Recast the entire listing below as a JSON list of strings, with one string for each line and blank lines omitted.

- Material provided:
───

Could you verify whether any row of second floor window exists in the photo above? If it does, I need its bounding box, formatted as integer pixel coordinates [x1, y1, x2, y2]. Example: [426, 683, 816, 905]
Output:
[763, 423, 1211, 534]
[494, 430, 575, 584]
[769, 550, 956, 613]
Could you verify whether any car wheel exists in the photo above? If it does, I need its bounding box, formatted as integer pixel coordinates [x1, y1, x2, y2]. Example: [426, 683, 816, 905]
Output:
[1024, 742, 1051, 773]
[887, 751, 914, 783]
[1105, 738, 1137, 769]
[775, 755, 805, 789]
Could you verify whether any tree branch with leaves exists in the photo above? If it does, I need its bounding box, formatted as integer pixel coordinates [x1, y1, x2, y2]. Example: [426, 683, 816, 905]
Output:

───

- Exercise answer:
[
  "Could you verify whether any row of second floor window exists in the photo above? If it does, I need its bounding box, formatted as integer pixel coordinates [x1, y1, x2, y2]. Example: [426, 683, 816, 905]",
  "Output:",
  "[763, 423, 1211, 534]",
  "[494, 430, 575, 584]",
  "[769, 550, 956, 613]",
  "Could you verify whether any car wheel exists in the photo above? If it does, I need its bounding box, formatted as integer pixel coordinates [x1, y1, x2, y2]. Example: [426, 683, 816, 905]",
  "Output:",
  "[1024, 742, 1051, 773]",
  "[887, 751, 914, 783]",
  "[1105, 738, 1137, 769]",
  "[775, 755, 805, 789]",
  "Could you verify whether any tree branch with leaves exists in the photo above? If it does, I need its bounding box, formatted as integer pixel coordinates [x1, y1, x2, y2]. Example: [426, 683, 816, 905]",
  "Output:"
]